Friday 29 August 1997

Each weekday. Conn Nugent on what's new in the world, on the site.

 

TODAY IN THE WORLD: Babies

The other day there was an article in The New York Times about the intersection of prosperity and baby-lust in contemporary China. Everybody knows that the Chinese government has a one-baby-per-family policy. Until recently, that policy was supported by a propaganda campaign extolling only-child-hood, by Party scolding directed at transgressors, and by big monetary fines.

It now appears that the steam has run out of the propaganda and scolding machinery and that more and more couples are summoning the nerve and the money to pay the fines. Young couples rarely say they want large families, but two or three children are often cited as ideal. Peasants calculate that they can earn much more money through the work of a few extra hands around the house than they can lose through the fines and the costs of childrearing. Relatively well-off urban workers and professionals want the same kind of domestic atmosphere as city people everywhere seem to want: private bath, two kids. Only a small slice of European society prefers one child to two, and the slice is even smaller in America. In Asia, moreover, most people (and most governments) believe that support of parents by children during the parents' old age is a foundation stone of social policy; it helps to have at least a couple of wage earners in the family to shoulder the burden.

■ **Stated goal 1**: Translate this sentence from the column on babies in China into Spanish: "Only a small slice of European society prefers one child to two, and the slice is even smaller in America."
■ **Stated goal 2**: Pick up the column on babies in China after its final sentence and carry it forward.

■ **Supplied material**:
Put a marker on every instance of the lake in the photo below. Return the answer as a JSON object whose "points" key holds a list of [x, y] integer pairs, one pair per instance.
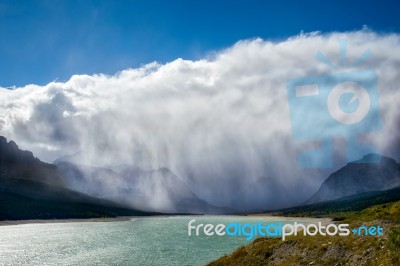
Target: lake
{"points": [[139, 241]]}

■ **Output 1**: Solo una pequeña parte de la sociedad europea prefiere un hijo a dos, y esa parte es aún más pequeña en Estados Unidos.

■ **Output 2**:
Meanwhile, there is demographic news of interest from the world's second-most populous nation. India, the first country to initiate a government family-planning program (1951), now counts 960 million inhabitants, 620 million more than at the dawn of her independence 50 years ago. Indian officials say that the national family planning program has succeeded in the sense that it helped avert 200 million births that would have occurred otherwise. Yikes.

The Indian government says it wants to slow population growth dramatically, but is eschewing numerical goals. Instead, it says, it will concentrate on an integrated program of primary health care, higher literacy (especially among girls), readily-available contraceptives, and broader opportunities for women. This may sound like pie-in-the-sky, but there's hardheaded evidence that the most important determinant of smaller family size is the rate of female literacy. In the Indian state of Uttar Pradesh, for example, population grows 5.1 percent per year and female literacy is 42 percent. In Kerala, where the population grows 1.8 percent per year, female literacy is 90 percent.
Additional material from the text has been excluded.